* Begin Given records *

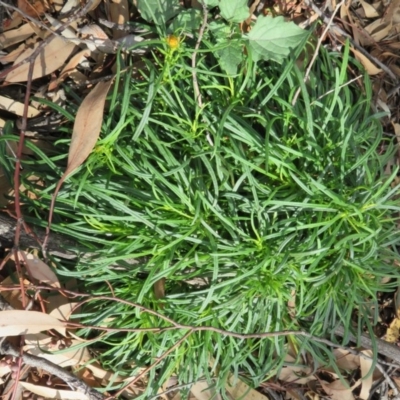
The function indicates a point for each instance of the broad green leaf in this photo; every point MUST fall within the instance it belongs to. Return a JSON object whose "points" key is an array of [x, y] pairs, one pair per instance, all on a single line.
{"points": [[158, 11], [231, 56], [219, 29], [187, 20], [234, 10], [272, 38]]}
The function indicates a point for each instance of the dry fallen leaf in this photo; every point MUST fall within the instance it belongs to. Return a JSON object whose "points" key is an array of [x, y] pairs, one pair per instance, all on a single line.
{"points": [[70, 68], [49, 393], [240, 390], [345, 360], [291, 373], [21, 322], [16, 107], [87, 126], [15, 36], [40, 270], [366, 383], [338, 391], [368, 65], [379, 29], [119, 13], [40, 345], [50, 58], [369, 9]]}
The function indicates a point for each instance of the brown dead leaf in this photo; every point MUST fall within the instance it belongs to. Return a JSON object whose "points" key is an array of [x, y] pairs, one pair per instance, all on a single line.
{"points": [[201, 392], [49, 393], [240, 390], [291, 373], [40, 270], [16, 107], [70, 68], [392, 13], [369, 10], [345, 360], [64, 311], [49, 59], [13, 297], [15, 36], [379, 29], [69, 6], [40, 345], [368, 65], [87, 126], [119, 13], [366, 383], [11, 57], [338, 391], [21, 322], [33, 8]]}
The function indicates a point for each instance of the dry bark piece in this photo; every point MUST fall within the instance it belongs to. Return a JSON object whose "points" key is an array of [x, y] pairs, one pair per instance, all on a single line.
{"points": [[50, 58]]}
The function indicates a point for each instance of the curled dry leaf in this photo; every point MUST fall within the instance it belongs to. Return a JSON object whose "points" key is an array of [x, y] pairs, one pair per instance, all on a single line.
{"points": [[240, 390], [40, 270], [70, 68], [11, 57], [366, 382], [291, 373], [63, 312], [21, 322], [16, 107], [50, 58], [13, 297], [40, 345], [368, 65], [379, 29], [369, 9], [119, 13], [49, 393], [15, 36], [87, 126], [338, 391], [345, 360]]}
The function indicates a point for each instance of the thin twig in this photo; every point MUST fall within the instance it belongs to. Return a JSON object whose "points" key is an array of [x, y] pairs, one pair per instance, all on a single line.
{"points": [[158, 360], [341, 32], [196, 88], [340, 87], [389, 381], [321, 38], [41, 363]]}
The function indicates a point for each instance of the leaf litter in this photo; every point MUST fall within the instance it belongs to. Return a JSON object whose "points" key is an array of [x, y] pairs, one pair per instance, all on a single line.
{"points": [[375, 24]]}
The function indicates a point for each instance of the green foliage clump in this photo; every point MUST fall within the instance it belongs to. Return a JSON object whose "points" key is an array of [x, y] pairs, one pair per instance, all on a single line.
{"points": [[241, 206]]}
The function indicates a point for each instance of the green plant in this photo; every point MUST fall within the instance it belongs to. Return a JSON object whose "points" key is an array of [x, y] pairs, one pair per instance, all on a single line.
{"points": [[288, 200]]}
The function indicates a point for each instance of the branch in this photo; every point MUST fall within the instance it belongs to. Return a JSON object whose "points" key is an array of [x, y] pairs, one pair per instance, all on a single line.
{"points": [[7, 348]]}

* End Given records *

◆ Required work
Starting with the line that contains "The function indicates a point for each instance of the branch" and going on through the end of the records, write those lines out again with the requests included. Multiply each coordinate in the answers by 0.8 and round to the nearest whole number, with halves rounded up.

◆ Full solution
The function indicates a point for each instance of the branch in this photo; every point MUST fall within the instance it belongs to. Return a JSON object whose "points" key is an array of [x, y] pairs, one pair per instance, all on a single line.
{"points": [[6, 278]]}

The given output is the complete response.